Start of Available records

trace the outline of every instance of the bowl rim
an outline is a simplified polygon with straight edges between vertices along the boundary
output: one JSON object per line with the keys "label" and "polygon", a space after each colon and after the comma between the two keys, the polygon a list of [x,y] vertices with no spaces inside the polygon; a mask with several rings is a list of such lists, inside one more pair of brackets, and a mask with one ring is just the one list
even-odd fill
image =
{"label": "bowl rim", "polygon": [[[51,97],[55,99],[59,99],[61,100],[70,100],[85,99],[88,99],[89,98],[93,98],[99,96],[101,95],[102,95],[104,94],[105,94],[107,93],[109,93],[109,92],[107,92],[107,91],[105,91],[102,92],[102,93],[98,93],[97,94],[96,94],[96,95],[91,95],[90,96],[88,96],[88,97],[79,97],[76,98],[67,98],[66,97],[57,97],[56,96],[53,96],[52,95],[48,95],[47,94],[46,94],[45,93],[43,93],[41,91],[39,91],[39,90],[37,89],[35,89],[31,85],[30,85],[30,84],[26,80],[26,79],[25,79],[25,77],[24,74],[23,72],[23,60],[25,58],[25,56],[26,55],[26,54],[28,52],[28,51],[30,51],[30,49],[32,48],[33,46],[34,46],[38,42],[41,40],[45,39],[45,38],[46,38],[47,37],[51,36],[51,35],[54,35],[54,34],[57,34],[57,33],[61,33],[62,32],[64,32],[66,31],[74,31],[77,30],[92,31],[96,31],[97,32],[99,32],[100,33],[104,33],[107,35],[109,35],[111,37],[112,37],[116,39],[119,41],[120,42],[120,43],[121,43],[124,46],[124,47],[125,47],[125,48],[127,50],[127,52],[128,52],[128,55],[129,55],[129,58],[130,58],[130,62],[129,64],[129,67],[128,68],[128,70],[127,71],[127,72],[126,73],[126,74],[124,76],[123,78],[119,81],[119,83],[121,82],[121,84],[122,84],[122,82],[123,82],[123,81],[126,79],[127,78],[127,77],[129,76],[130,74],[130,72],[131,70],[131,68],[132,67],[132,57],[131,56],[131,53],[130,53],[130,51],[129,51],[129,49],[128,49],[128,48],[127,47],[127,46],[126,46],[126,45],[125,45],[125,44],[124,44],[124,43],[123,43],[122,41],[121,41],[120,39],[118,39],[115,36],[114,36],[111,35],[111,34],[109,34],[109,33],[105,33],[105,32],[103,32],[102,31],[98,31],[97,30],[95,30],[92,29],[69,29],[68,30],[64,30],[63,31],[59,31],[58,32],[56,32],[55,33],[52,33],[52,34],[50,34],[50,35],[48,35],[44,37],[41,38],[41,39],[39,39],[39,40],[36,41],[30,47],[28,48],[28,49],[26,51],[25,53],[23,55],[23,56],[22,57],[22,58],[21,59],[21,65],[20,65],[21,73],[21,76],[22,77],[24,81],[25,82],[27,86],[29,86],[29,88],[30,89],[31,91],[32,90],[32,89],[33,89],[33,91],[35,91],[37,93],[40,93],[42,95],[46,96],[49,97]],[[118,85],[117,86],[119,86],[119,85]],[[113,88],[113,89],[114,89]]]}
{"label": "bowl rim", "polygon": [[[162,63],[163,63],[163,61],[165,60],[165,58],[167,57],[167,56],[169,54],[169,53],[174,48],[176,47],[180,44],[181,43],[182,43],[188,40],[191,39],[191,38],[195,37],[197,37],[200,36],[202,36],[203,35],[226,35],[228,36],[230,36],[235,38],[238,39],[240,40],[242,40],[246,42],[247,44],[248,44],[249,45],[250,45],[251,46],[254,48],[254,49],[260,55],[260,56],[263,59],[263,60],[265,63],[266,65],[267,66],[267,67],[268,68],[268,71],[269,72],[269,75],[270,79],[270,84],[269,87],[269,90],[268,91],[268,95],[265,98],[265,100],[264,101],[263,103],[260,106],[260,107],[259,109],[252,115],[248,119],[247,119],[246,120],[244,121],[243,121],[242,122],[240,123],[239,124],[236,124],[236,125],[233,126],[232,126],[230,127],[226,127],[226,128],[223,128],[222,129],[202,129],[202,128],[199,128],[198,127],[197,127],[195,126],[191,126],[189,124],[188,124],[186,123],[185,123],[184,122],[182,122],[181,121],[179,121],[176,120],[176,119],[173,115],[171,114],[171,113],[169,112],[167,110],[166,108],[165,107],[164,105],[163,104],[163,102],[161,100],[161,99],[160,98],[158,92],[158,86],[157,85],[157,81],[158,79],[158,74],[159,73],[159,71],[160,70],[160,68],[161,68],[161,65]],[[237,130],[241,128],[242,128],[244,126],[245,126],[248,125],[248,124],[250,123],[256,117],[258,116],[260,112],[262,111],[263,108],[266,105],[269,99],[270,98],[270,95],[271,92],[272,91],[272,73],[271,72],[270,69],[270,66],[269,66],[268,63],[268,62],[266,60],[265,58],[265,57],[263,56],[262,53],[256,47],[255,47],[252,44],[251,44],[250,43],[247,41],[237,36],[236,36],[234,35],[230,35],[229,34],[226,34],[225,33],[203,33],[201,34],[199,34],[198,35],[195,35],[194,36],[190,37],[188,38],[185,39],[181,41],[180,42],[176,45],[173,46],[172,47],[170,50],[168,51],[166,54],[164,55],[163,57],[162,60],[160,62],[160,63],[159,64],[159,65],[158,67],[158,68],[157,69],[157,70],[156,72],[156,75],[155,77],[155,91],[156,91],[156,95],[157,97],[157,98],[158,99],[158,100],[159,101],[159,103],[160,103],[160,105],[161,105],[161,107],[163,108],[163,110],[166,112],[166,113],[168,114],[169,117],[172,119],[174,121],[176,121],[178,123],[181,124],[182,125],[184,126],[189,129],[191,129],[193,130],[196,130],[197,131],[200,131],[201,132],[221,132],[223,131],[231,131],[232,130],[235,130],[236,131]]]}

End of Available records

Your instructions >> Reproduce every item above verbatim, line for line.

Exercise result >>
trace the outline of every instance of the bowl rim
an outline is a simplified polygon with straight edges between vertices along the boundary
output: one JSON object per line with the keys "label" and "polygon", a space after each colon and after the comma between the two keys, the polygon a list of [x,y] vertices with no spaces inside the polygon; a mask with several rings is a list of such lists, inside one more pair of brackets, and a mask with one ring is just the one list
even-odd fill
image =
{"label": "bowl rim", "polygon": [[[51,97],[55,99],[59,99],[61,100],[70,100],[85,99],[88,99],[89,98],[93,98],[99,96],[101,95],[102,95],[104,94],[105,94],[107,93],[109,93],[109,92],[107,92],[107,91],[105,91],[102,92],[102,93],[98,93],[97,94],[96,94],[96,95],[91,95],[90,96],[88,96],[88,97],[79,97],[76,98],[67,98],[66,97],[57,97],[56,96],[53,96],[52,95],[48,95],[47,94],[46,94],[45,93],[43,93],[41,91],[39,91],[39,90],[37,89],[35,89],[31,85],[30,85],[30,84],[26,80],[26,79],[25,79],[25,77],[24,74],[23,72],[23,60],[25,58],[25,56],[26,55],[26,54],[28,52],[28,51],[30,51],[30,49],[32,48],[33,46],[34,46],[38,42],[41,40],[45,39],[45,38],[46,38],[47,37],[51,36],[51,35],[54,35],[54,34],[57,34],[57,33],[61,33],[62,32],[64,32],[66,31],[74,31],[77,30],[92,31],[96,31],[97,32],[99,32],[100,33],[104,33],[107,35],[109,35],[111,37],[112,37],[116,39],[119,41],[120,42],[120,43],[121,43],[124,46],[124,47],[125,47],[125,48],[127,50],[127,52],[128,52],[128,55],[129,55],[129,58],[130,58],[130,62],[129,64],[129,67],[128,68],[128,70],[127,71],[127,72],[126,73],[126,74],[124,76],[123,78],[119,81],[119,83],[121,82],[121,84],[122,84],[122,82],[123,82],[123,81],[126,79],[127,78],[127,77],[129,76],[130,74],[130,72],[131,70],[131,68],[132,67],[132,57],[131,56],[131,53],[130,53],[130,51],[129,51],[129,49],[128,49],[128,48],[127,47],[127,46],[126,46],[126,45],[125,45],[125,44],[124,44],[124,43],[123,43],[122,41],[121,41],[120,39],[118,39],[115,36],[114,36],[111,35],[111,34],[109,34],[109,33],[105,33],[105,32],[103,32],[102,31],[98,31],[97,30],[95,30],[92,29],[69,29],[68,30],[64,30],[63,31],[59,31],[58,32],[56,32],[55,33],[52,33],[52,34],[50,34],[50,35],[48,35],[44,37],[41,38],[41,39],[39,39],[39,40],[36,41],[30,47],[28,48],[28,49],[26,51],[25,53],[23,55],[23,56],[22,57],[22,58],[21,59],[21,65],[20,65],[21,73],[21,76],[22,77],[24,81],[25,82],[27,86],[29,86],[29,88],[30,89],[31,91],[32,90],[32,89],[33,89],[33,91],[35,91],[37,93],[40,93],[42,95],[46,96],[49,97]],[[118,85],[117,86],[119,86],[119,85]],[[113,88],[113,89],[114,89]]]}
{"label": "bowl rim", "polygon": [[[162,63],[163,63],[163,61],[165,60],[165,58],[167,57],[167,56],[169,54],[169,53],[174,48],[176,47],[180,44],[181,43],[182,43],[188,40],[191,39],[191,38],[195,37],[197,37],[200,36],[202,36],[203,35],[226,35],[228,36],[230,36],[235,38],[238,39],[240,40],[242,40],[246,42],[247,44],[248,44],[249,45],[250,45],[251,46],[254,48],[254,49],[260,55],[260,56],[263,59],[263,60],[265,63],[266,65],[267,66],[267,67],[268,68],[268,71],[269,72],[269,75],[270,79],[270,84],[269,87],[269,90],[268,91],[268,95],[265,98],[265,100],[264,101],[263,103],[260,106],[260,107],[259,109],[252,115],[248,119],[247,119],[246,120],[244,121],[243,121],[242,122],[240,123],[239,124],[236,124],[236,125],[233,126],[232,126],[230,127],[226,127],[226,128],[223,128],[222,129],[202,129],[202,128],[199,128],[198,127],[197,127],[195,126],[191,126],[189,124],[188,124],[186,123],[185,123],[184,122],[182,122],[181,121],[179,121],[176,120],[176,119],[173,115],[171,114],[171,113],[169,112],[167,110],[166,108],[165,107],[164,105],[163,104],[163,102],[161,100],[161,99],[160,98],[158,92],[158,86],[157,85],[157,81],[158,79],[158,74],[159,73],[159,71],[160,70],[160,68],[161,68],[161,65]],[[237,130],[241,128],[242,128],[244,126],[245,126],[248,125],[248,124],[250,123],[256,117],[258,116],[260,112],[262,111],[263,108],[266,105],[269,99],[270,98],[270,95],[271,92],[272,91],[272,73],[271,72],[270,69],[270,66],[269,66],[268,63],[268,62],[266,60],[265,58],[265,57],[263,56],[262,53],[256,47],[255,47],[252,44],[251,44],[250,43],[247,41],[237,36],[236,36],[234,35],[230,35],[229,34],[226,34],[225,33],[203,33],[201,34],[199,34],[198,35],[195,35],[194,36],[190,37],[188,38],[185,39],[181,41],[180,42],[176,45],[173,46],[172,47],[170,50],[168,51],[166,54],[164,55],[163,57],[162,60],[160,62],[160,63],[159,64],[159,65],[158,67],[158,68],[157,69],[157,70],[156,72],[156,75],[155,77],[155,91],[156,91],[156,95],[157,97],[157,98],[158,99],[158,100],[159,101],[159,103],[160,103],[160,105],[161,105],[161,107],[163,108],[163,110],[166,112],[166,113],[168,114],[169,117],[172,119],[174,121],[176,121],[178,123],[181,124],[182,125],[184,126],[189,129],[191,129],[193,130],[196,130],[197,131],[200,131],[201,132],[221,132],[223,131],[231,131],[232,130],[235,130],[236,131]]]}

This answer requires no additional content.